Il tasso di crescita
r di una popolazione P diminuisce, quindi, a mano a mano che
diminuisce la massa dei beni disponibili K,
e che cresce l’intossicazione dell’ambiente, espressa da un termine a∫Pdt che dipende dal
numero di individui che hanno occupato in passato tale ambiente, moltiplicato
per un coefficiente a corrispondente
all’inquinamento lasciato da ciascuno di loro:
dP/dt = rP [1 – P/K – a∫Pdt]
Questa
equazione integrodifferenziale è stata proposta nel 1934 dal grande matematico
Vito Volterra il quale nel 1938 ha intitolato un suo saggio: “Crescita della
popolazione, equilibrio e estinzione”. Infatti, con un poco di calcoli è facile
vedere che, per qualsiasi valore positivo di r, K e a, una popolazione P, dopo avere raggiunto un massimo diminuisce e poi scompare.
Per
gli umani la rapida crescita dalla popolazione è stata resa possibile dagli
eventi che, dal Seicento in avanti, hanno assicurato, anche con le scoperte
geografiche, a un crescente numero di persone una crescente disponibilità di
spazio in cui abitare, di cibo e di beni materiali.

* [MATERIALE RACCOLTO]:
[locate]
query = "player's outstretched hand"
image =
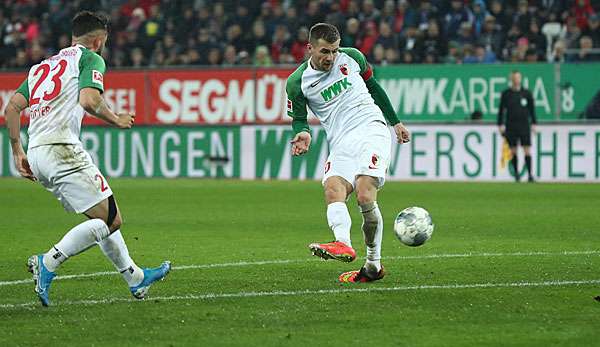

* [I TUOI COMPITI]:
a. Ricopia il testo sulla crescita della popolazione partendo da "Il tasso di" e proseguendo fino a "e poi scompare.".
b. Prosegui il testo sulla crescita della popolazione a partire dalla sua ultima frase.

* [RISULTATI PER COMPITO]:
a.
Il tasso di crescita
r di una popolazione P diminuisce, quindi, a mano a mano che
diminuisce la massa dei beni disponibili K,
e che cresce l’intossicazione dell’ambiente, espressa da un termine a∫Pdt che dipende dal
numero di individui che hanno occupato in passato tale ambiente, moltiplicato
per un coefficiente a corrispondente
all’inquinamento lasciato da ciascuno di loro:
dP/dt = rP [1 – P/K – a∫Pdt]
Questa
equazione integrodifferenziale è stata proposta nel 1934 dal grande matematico
Vito Volterra il quale nel 1938 ha intitolato un suo saggio: “Crescita della
popolazione, equilibrio e estinzione”. Infatti, con un poco di calcoli è facile
vedere che, per qualsiasi valore positivo di r, K e a, una popolazione P, dopo avere raggiunto un massimo diminuisce e poi scompare.

b.
Da
un certo periodo in avanti, diciamo dalla seconda metà del Novecento, si sta
osservando un rallentamento del tasso di crescita della popolazione umana (non
del numero totale degli individui), una “transizione demografica” dovuta a
fattori culturali, al fatto che in molti paesi industriali le donne lavorano,
che la prolificità non è più un valore, ma soprattutto alla mancanza di
abitazioni, alla crescente difficoltà di procurarsi cibo, energia e alla
consapevolezza che la “qualità” dell’aria e delle acque e del suolo e degli
spazi abitabili in molti paesi peggiora.
Il
rallentamento della crescita della popolazione umana comporta anche continue modificazioni
non solo del numero totale di individui, ma soprattutto della loro distribuzione
per età, con un aumento degli “anziani” e una diminuzione dei “giovani”, il che
significa una diminuzione della frazione in età lavorativa e una modificazione
del lavoro, forse dalla produzione di oggetti a servizi di collaborazione fra
persone. Fenomeni vistosi nei paesi industrializzati ma che si manifestano ben presto
anche in quelli oggi poveri.
Del
resto anche una ipotetica società stazionaria, in cui il numero di nati fosse
uguale al numero dei morti, non sarebbe sostenibile a causa della diminuzione
delle risorse da cui trarre nutrimento e dell’intossicazione dell’ambiente.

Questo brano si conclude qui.